TEXTE FOURNI
----------------------------------------

Life Without Sex
Introduction
Discographie (1999-2000)
> Discographie (2000-2002)
Conclusion

 

DISCOGRAPHIE COMMENTÉE
de 47ASHES



o "MORGENSHEUTEGESTERNWELT – POP MUSIC" (2001) CDR (14 tracks; running time : 14'47'' / 47 copies).

"MORGENSHEUTEGESTERNWELT – POP MUSIC" ou la thèse de la conspiration mondiale. La figure principale du CDR est l'incarnation ultime du Mal : un Satan bourgeois, dans son intimité, revêtu d'une confortable robe de chambre et fier de son œuvre. Les graines semées au cours des siècles ont germé et il récolte maintenant le fruit de son labeur. La machine asservissante fonctionne d'elle-même; outre les contraintes sociales que la masse réprouve et combat vainement, les solutions libératrices proposées restent tout aussi stériles et fusent dans la plus grande confusion : attente de la présence extra-terrestre, lecture des Livres des Morts, embrigadement et sectarisme (l'obscure secte Illuminatus semble la seule organisation susceptible d'être en mesure de concurrencer sérieusement le Pouvoir), psychédélisme stérile, actions terroristes face à l'état policier, adoration black metal... Toutes les filiations sont acceptées, tous les moyens sont recevables du moment qu'ils permettent au citoyen d'ignorer les rets tyranniques, n'est-ce pas ?

----------------------------------------

CONSIGNES
1. Quelles sont toutes les solutions libératrices énumérées dans le texte sur 47ASHES ?
2. Comment traduire en anglais cette phrase du texte sur 47ASHES : « La figure principale du CDR est l'incarnation ultime du Mal : un Satan bourgeois, dans son intimité, revêtu d'une confortable robe de chambre et fier de son œuvre. » ?
3. Recopiez tout ce qui va de "Life Without Sex" jusqu'à "14'47'' / 47 copies)." dans le texte sur 47ASHES, en remplaçant "tracks" par "titres".

(Lignes d'un jeu de données de segmentation)
----------------------------------------

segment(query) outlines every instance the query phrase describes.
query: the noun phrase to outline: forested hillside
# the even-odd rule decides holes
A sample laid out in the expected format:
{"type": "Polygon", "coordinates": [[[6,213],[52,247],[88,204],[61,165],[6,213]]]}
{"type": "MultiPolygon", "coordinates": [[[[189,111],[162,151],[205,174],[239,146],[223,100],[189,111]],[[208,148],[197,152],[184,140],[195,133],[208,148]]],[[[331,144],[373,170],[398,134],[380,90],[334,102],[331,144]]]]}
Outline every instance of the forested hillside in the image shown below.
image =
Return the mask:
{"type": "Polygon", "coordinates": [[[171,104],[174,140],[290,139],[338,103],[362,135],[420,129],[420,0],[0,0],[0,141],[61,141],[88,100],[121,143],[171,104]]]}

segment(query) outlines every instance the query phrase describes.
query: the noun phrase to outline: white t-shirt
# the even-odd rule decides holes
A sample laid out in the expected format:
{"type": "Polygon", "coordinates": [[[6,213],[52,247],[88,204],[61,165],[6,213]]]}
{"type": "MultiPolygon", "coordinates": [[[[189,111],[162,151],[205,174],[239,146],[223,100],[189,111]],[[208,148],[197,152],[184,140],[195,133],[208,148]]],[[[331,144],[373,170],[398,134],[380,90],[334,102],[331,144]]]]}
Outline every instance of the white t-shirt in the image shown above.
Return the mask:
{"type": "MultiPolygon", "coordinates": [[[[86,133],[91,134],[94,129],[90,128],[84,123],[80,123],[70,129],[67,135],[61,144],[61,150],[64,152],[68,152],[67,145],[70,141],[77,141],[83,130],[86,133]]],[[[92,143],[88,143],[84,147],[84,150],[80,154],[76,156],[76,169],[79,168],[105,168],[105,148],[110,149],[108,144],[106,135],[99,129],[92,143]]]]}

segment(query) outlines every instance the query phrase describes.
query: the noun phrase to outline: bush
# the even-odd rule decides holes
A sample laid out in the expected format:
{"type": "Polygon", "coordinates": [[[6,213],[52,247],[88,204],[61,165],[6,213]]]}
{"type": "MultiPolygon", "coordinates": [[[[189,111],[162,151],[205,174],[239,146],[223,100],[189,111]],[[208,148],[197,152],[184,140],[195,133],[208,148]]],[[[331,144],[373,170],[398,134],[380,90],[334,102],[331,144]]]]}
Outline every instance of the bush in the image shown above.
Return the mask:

----------------------------------------

RÉPONSES DANS L'ORDRE
1.
- attente de la présence extra-terrestre
- lecture des Livres des Morts
- embrigadement et sectarisme
- psychédélisme stérile
- actions terroristes face à l'état policier
- adoration black metal

2. The main figure of the CDR is the ultimate embodiment of Evil: a bourgeois Satan, in his private life, clad in a comfortable dressing gown and proud of his work.

3.
Life Without Sex
Introduction
Discographie (1999-2000)
> Discographie (2000-2002)
Conclusion

 

DISCOGRAPHIE COMMENTÉE
de 47ASHES



o "MORGENSHEUTEGESTERNWELT – POP MUSIC" (2001) CDR (14 titres; running time : 14'47'' / 47 copies).